### Parts of the exercise
a - In the Puget Sound letter, which organizations organize Puget Sound Day on the Hill?
b - Reproduce the part of the Puget Sound letter starting at "This year marks" and ending at "Tribal treaty rights.".
[start of Text section]
STORIES FROM THE PEOPLE PROTECTING AND RECOVERING PUGET SOUND

Headshot photo of Laura Bradstreet, executive director of the Puget Sound Partnership.

Dear partners,

This year marks the tenth edition of Puget Sound Day on the Hill, the annual event organized by the Partnership and Northwest Indian Fisheries Commission. For Puget Sound Day on the Hill, representatives from Tribes, state agencies, local governments, nonprofits, and businesses, along with concerned residents, travel to Washington, D.C., to lend their voices in support of action to save Puget Sound and uphold Tribal treaty rights.

Thanks to our congressional delegation, our federal partners, and the many advocates for Puget Sound and salmon recovery who attend Puget Sound Day on the Hill, we’ve made progress on major policy and funding goals, most recently with the passage of the PUGET SOS Act, increased funding for the National Estuary Program and Puget Sound Geographic Program, and transformative federal investment in recovery, climate change resilience, and environmental justice through the Bipartisan Infrastructure Law (BIL) and the Inflation Reduction Act (IRA).
[end of Text section]
[start of Supplied material]
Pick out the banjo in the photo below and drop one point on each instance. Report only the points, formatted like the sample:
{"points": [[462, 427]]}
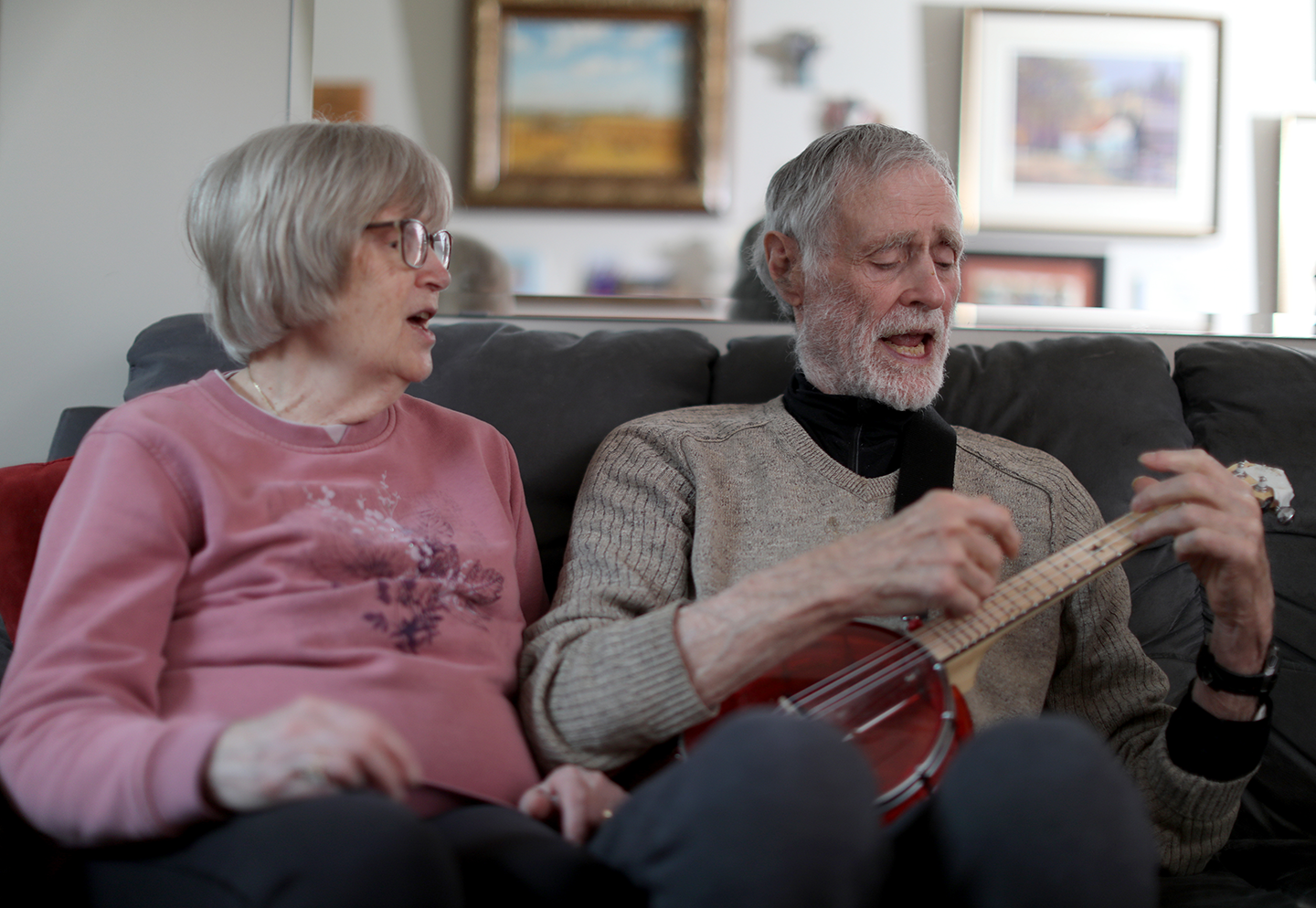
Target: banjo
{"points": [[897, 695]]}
[end of Supplied material]
### Correct answers
a - The Partnership and the Northwest Indian Fisheries Commission.

b -
This year marks the tenth edition of Puget Sound Day on the Hill, the annual event organized by the Partnership and Northwest Indian Fisheries Commission. For Puget Sound Day on the Hill, representatives from Tribes, state agencies, local governments, nonprofits, and businesses, along with concerned residents, travel to Washington, D.C., to lend their voices in support of action to save Puget Sound and uphold Tribal treaty rights.